• [Requirement]:
Take the line that contains "Target: church spire" and all lines after it, up to and including the last line of the data, and write them out exactly; nothing else belongs in the answer.

• [Provided data]:
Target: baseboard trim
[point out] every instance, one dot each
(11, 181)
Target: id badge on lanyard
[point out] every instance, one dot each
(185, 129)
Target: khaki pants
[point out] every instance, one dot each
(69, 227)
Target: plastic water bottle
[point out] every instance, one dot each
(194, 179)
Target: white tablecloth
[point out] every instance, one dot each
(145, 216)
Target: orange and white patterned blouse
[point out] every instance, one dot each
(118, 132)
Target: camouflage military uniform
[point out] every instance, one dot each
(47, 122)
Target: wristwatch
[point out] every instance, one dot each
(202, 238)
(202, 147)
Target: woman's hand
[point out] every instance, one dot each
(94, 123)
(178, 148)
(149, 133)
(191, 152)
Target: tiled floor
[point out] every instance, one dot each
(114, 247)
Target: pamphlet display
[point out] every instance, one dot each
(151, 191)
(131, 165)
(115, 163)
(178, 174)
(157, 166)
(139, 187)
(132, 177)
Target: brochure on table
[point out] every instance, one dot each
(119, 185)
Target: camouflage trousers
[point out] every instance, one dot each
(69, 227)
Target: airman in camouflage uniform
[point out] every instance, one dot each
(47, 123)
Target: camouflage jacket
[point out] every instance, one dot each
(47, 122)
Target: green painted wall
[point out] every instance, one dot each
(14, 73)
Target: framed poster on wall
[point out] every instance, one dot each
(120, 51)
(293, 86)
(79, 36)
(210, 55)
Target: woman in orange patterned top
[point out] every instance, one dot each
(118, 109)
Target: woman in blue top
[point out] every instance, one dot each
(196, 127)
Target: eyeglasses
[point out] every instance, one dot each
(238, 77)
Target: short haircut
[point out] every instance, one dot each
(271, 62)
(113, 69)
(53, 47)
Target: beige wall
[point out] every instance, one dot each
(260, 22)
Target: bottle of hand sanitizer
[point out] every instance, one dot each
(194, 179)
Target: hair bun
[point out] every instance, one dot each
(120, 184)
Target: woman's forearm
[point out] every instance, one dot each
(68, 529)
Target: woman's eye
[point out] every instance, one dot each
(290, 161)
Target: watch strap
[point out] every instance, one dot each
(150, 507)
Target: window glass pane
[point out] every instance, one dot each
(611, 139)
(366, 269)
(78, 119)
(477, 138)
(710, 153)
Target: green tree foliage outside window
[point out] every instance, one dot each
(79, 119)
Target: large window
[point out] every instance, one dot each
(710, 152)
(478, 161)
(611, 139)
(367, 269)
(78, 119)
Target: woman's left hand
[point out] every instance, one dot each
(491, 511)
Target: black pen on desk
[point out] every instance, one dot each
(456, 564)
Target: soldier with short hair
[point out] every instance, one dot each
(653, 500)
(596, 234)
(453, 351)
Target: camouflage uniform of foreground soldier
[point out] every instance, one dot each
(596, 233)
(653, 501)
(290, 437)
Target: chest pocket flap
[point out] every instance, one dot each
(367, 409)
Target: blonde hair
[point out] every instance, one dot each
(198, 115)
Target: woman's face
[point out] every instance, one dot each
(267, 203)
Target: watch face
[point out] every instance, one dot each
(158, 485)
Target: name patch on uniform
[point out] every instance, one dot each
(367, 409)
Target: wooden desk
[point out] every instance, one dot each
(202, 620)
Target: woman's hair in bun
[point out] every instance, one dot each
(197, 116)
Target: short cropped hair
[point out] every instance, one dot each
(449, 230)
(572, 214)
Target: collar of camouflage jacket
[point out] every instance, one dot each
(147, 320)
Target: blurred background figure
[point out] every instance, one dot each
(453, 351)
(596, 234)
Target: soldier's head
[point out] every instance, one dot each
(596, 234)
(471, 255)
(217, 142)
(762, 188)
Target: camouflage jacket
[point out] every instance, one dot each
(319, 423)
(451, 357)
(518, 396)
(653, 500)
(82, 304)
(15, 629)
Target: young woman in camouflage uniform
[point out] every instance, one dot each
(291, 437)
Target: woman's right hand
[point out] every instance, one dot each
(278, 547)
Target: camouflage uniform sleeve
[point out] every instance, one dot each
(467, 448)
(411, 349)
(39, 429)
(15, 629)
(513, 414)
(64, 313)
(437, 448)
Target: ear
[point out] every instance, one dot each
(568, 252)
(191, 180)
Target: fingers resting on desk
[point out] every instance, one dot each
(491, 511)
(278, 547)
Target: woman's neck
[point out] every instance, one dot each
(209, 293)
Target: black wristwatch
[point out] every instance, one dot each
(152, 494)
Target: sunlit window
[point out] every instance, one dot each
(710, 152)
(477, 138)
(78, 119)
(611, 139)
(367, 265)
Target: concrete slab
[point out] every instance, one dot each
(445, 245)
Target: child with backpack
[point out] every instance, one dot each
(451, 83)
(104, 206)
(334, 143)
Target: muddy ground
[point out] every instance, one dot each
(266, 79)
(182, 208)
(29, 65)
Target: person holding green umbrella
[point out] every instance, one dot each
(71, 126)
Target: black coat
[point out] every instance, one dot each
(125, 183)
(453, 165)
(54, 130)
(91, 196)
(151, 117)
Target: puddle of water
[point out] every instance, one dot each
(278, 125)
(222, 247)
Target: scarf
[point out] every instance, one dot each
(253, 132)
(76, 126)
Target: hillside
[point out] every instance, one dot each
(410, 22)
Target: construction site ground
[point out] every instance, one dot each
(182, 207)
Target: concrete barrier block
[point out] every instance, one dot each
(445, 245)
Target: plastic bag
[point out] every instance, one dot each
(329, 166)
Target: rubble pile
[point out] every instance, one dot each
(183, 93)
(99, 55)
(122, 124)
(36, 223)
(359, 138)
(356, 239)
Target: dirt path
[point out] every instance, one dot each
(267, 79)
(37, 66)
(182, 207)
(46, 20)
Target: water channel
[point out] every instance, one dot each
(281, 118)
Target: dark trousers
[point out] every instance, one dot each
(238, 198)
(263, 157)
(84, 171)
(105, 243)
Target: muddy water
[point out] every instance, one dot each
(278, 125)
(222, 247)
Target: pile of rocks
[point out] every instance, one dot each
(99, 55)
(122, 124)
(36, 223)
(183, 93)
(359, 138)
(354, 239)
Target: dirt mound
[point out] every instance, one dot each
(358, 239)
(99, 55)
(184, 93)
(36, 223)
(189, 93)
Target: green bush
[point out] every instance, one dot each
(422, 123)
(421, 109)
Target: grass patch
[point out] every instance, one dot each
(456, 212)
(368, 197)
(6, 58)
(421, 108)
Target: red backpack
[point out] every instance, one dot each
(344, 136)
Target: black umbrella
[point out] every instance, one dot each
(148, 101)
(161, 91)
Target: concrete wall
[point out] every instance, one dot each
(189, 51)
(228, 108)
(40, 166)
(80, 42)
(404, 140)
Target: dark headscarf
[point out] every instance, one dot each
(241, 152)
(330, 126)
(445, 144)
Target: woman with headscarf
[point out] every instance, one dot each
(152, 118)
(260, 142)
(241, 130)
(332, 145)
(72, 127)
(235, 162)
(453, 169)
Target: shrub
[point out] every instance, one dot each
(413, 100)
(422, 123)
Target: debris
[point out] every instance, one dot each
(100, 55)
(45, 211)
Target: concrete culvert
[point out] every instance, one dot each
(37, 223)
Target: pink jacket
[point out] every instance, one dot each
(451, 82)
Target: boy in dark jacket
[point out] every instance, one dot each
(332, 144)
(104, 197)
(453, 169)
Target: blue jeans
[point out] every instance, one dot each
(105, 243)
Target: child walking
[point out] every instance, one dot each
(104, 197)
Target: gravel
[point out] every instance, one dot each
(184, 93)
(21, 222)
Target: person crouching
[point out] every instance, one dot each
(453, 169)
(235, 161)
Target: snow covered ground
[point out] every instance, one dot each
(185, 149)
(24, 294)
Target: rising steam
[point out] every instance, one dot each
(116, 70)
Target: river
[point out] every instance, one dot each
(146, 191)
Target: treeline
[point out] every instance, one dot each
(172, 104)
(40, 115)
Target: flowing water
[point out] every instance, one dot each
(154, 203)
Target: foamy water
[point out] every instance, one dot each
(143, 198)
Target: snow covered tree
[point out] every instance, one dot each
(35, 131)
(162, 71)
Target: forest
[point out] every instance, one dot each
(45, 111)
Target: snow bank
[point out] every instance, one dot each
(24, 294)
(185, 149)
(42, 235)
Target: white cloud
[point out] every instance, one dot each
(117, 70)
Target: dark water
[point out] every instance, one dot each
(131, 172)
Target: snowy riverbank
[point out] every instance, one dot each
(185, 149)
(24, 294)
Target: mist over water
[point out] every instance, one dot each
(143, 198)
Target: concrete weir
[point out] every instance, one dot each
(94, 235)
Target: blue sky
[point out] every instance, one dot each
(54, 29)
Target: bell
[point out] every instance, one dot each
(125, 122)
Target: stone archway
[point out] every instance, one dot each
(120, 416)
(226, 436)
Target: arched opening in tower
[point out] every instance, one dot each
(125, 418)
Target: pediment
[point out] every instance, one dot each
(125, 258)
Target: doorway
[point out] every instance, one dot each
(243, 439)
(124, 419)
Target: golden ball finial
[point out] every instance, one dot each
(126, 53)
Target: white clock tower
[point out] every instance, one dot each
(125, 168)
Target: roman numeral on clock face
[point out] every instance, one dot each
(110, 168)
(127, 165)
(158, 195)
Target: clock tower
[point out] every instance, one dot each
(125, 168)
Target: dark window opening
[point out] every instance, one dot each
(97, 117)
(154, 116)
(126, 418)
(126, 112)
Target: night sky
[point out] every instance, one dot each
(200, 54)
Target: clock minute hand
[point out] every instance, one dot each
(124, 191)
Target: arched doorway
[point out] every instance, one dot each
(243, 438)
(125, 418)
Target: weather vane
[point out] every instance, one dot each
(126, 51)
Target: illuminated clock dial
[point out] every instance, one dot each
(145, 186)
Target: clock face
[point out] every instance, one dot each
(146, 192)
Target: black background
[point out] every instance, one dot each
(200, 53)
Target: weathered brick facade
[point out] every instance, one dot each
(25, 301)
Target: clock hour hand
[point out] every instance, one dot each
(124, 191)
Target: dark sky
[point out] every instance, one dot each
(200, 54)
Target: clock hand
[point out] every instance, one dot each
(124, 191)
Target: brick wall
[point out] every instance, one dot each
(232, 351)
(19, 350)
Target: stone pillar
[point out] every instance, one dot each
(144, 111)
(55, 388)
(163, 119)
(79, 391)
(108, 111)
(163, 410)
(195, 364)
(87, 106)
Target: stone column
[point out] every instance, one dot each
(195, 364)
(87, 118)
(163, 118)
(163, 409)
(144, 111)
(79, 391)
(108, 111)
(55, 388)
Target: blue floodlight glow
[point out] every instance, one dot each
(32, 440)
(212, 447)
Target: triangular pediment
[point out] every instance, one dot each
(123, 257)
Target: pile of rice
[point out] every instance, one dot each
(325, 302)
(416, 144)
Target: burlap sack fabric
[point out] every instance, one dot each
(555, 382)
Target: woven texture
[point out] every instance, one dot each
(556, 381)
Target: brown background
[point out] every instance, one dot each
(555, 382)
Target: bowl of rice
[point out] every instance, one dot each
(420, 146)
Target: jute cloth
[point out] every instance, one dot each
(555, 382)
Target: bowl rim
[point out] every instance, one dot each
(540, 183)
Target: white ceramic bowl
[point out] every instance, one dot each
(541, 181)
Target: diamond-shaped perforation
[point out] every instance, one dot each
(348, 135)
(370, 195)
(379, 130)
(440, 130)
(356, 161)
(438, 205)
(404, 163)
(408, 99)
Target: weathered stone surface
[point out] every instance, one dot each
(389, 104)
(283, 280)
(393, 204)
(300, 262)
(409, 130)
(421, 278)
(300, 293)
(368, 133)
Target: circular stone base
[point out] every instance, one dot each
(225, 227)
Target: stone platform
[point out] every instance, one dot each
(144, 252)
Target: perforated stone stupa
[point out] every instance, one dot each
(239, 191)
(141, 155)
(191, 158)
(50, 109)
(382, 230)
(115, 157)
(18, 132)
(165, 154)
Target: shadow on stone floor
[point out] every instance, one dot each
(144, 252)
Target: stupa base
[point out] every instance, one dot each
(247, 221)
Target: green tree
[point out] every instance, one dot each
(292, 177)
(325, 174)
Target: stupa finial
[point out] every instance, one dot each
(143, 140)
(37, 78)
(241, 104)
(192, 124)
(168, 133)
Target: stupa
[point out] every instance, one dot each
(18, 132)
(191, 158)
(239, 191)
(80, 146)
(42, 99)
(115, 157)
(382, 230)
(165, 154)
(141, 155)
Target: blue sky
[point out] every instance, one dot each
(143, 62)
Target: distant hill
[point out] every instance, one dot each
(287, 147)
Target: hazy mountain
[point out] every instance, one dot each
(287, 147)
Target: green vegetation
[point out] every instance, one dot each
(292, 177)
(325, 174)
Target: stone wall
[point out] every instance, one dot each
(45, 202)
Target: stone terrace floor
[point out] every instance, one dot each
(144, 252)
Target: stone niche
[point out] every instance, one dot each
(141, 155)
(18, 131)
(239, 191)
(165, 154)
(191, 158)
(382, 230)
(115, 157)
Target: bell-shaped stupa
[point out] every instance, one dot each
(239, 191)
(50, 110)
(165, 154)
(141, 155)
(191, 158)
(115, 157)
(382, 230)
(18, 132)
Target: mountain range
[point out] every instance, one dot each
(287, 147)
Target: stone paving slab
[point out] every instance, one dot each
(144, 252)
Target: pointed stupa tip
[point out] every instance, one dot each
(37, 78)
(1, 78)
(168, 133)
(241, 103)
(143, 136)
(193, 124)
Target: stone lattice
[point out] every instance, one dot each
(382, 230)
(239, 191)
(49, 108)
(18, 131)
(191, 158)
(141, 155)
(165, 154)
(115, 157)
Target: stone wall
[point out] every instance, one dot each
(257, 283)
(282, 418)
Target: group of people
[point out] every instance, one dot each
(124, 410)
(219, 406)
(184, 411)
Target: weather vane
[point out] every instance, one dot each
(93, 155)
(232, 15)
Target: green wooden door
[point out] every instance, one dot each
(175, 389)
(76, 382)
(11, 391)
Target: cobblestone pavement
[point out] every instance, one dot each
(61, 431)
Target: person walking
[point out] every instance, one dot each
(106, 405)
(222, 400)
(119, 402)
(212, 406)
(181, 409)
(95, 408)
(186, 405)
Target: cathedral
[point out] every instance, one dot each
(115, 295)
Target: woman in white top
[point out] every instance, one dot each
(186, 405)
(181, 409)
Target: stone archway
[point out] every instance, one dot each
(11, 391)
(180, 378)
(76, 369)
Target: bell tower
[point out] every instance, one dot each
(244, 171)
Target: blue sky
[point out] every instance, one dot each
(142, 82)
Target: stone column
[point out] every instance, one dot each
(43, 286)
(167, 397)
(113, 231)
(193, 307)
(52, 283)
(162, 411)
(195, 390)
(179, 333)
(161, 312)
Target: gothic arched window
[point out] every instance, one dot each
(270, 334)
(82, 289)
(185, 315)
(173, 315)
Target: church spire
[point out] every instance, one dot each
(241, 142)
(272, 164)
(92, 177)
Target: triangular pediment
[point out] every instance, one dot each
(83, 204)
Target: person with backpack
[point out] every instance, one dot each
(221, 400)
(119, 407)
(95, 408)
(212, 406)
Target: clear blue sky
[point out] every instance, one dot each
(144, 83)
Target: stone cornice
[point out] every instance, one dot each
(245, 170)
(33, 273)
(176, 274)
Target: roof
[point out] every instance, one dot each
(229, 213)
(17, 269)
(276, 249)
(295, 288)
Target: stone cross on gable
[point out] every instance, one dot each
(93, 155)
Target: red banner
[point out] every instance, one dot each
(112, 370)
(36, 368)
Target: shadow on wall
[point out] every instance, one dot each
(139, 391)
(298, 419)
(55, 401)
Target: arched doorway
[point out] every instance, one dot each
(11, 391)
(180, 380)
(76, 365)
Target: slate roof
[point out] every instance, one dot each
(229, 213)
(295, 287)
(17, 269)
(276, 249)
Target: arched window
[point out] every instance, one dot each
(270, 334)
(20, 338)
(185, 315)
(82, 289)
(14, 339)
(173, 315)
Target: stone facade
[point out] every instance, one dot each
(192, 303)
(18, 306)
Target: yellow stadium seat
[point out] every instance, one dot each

• [Answer to the problem]:
Target: church spire
[point out] every instance, one dot each
(241, 142)
(272, 164)
(92, 177)
Target: triangular pediment
[point out] every instance, one dot each
(83, 204)
Target: person with backpack
[point out] every instance, one dot each
(221, 400)
(119, 407)
(95, 408)
(212, 406)
Target: clear blue sky
[point out] every instance, one dot each
(144, 83)
Target: stone cornice
[point out] every instance, one dot each
(245, 170)
(33, 273)
(176, 274)
Target: roof
[point out] every instance, one dot each
(229, 213)
(17, 269)
(276, 249)
(295, 288)
Target: stone cross on gable
[point out] every instance, one dot each
(93, 155)
Target: red banner
[point out] every instance, one dot each
(112, 370)
(36, 368)
Target: shadow on wall
[point out] every instance, one dot each
(139, 391)
(298, 419)
(55, 401)
Target: arched doorway
[point out] every instance, one dot each
(11, 391)
(180, 380)
(76, 365)
Target: slate roof
[point out] every instance, one dot each
(229, 213)
(295, 287)
(17, 269)
(276, 249)
Target: arched window
[point out] every instance, one dot each
(270, 334)
(20, 338)
(185, 315)
(82, 289)
(14, 339)
(173, 315)
Target: stone facade
[point out] every instance, one dot each
(192, 303)
(18, 306)
Target: yellow stadium seat
[point out] every instance, one dot each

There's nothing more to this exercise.